Business Combinations

The Company accounts for business acquisitions in accordance with Accounting Standards Codification (“ASC”) Topic 805, Business Combinations. The Company measures the cost of an acquisition as the aggregate of the acquisition date fair values of the assets transferred by the acquirer, the liabilities incurred by the acquirer to former owners of the acquiree, and the equity instruments issued by the acquirer. Transaction costs directly attributable to the acquisition are expensed as incurred. The Company records goodwill for the excess of (i) the total costs of acquisition and fair value of any non-controlling interests over (ii) the fair value of the identifiable net assets of the acquired business.

 

F-7


Sharecare, Inc.

Notes to Unaudited Consolidated Financial Statements

(Unaudited)

1. Nature of Business and Significant Accounting Policies (cont.)

== WHAT THIS TASK INVOLVES ==
Return the business combinations text in full, word for word.

[Records from a data collection]
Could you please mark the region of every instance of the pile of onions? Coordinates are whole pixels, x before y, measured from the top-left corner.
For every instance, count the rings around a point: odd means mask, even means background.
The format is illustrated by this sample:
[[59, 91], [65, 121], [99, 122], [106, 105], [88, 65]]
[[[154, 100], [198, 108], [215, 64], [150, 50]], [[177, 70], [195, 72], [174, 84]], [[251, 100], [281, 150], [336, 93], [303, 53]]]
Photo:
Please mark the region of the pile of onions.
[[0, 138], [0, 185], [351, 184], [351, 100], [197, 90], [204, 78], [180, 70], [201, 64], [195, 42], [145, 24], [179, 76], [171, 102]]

--

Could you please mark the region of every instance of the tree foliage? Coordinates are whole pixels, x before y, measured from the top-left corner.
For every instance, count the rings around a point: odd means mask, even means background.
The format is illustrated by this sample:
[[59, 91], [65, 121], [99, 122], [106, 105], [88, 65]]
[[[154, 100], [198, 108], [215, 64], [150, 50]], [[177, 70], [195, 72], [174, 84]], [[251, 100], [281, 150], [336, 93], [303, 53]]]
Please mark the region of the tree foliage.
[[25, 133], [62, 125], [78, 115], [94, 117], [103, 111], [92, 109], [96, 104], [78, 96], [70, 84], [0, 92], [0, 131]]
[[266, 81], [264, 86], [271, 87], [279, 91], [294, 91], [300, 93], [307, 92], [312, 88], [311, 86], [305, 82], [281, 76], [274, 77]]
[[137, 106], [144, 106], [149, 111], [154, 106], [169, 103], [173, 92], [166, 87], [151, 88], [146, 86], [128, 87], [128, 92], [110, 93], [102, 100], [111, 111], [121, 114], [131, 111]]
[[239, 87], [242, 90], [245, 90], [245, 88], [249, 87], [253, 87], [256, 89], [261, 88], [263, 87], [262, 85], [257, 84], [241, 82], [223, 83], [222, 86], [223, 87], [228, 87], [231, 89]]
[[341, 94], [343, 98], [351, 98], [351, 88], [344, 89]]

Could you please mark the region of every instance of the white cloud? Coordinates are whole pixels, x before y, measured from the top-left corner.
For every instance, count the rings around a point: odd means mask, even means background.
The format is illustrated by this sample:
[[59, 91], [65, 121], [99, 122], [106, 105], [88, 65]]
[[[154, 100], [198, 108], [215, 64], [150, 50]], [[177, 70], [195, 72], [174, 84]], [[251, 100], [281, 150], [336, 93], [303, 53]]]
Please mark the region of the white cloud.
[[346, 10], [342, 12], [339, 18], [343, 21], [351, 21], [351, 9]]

==

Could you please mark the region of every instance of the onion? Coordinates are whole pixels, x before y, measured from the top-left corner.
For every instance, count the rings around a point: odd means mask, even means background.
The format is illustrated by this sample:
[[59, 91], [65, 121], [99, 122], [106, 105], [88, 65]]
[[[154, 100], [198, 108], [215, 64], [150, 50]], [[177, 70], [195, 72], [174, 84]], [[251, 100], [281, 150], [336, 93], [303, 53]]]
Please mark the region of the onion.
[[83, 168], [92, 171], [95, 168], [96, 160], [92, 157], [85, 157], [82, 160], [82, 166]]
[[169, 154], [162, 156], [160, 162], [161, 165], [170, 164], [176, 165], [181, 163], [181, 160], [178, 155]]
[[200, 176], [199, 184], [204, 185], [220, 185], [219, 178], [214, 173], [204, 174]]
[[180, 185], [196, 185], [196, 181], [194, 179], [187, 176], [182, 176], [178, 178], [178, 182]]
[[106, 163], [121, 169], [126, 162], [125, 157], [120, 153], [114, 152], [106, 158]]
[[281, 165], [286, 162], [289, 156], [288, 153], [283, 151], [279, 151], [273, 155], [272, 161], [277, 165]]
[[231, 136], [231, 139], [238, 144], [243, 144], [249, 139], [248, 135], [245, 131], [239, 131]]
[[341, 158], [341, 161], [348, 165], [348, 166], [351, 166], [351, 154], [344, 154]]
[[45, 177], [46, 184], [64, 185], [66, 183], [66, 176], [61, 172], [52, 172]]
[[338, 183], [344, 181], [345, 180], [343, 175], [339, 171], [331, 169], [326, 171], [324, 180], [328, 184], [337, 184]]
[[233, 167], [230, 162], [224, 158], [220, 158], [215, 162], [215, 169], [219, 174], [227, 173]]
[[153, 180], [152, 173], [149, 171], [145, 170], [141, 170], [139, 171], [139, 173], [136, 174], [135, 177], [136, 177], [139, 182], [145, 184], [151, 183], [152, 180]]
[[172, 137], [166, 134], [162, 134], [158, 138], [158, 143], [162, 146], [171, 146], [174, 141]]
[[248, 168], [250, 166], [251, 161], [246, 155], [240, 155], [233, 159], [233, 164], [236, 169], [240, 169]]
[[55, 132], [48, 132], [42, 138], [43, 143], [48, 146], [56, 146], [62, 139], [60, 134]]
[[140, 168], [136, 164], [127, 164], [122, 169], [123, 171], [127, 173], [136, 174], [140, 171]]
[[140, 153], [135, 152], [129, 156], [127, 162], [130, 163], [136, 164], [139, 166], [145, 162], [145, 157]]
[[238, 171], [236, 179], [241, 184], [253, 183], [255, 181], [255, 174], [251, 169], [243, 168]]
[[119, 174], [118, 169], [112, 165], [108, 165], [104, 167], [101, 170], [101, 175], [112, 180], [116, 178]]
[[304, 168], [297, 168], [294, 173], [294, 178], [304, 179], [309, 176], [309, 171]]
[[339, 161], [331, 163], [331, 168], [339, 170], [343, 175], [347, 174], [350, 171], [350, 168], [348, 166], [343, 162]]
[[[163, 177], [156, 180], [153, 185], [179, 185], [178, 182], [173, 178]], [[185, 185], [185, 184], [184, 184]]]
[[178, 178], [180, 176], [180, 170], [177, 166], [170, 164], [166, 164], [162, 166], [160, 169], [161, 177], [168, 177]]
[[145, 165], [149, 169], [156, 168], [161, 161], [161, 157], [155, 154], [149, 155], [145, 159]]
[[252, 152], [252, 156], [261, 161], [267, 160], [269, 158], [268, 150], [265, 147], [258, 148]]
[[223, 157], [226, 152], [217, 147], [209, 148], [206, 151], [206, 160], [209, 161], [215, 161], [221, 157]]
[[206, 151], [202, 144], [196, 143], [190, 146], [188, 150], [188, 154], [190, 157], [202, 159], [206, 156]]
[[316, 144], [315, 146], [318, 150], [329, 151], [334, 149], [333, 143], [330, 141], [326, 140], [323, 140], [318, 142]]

== RESPONSE TO THE EXERCISE ==
Business Combinations

The Company accounts for business acquisitions in accordance with Accounting Standards Codification (“ASC”) Topic 805, Business Combinations. The Company measures the cost of an acquisition as the aggregate of the acquisition date fair values of the assets transferred by the acquirer, the liabilities incurred by the acquirer to former owners of the acquiree, and the equity instruments issued by the acquirer. Transaction costs directly attributable to the acquisition are expensed as incurred. The Company records goodwill for the excess of (i) the total costs of acquisition and fair value of any non-controlling interests over (ii) the fair value of the identifiable net assets of the acquired business.

 

F-7


Sharecare, Inc.

Notes to Unaudited Consolidated Financial Statements

(Unaudited)

1. Nature of Business and Significant Accounting Policies (cont.)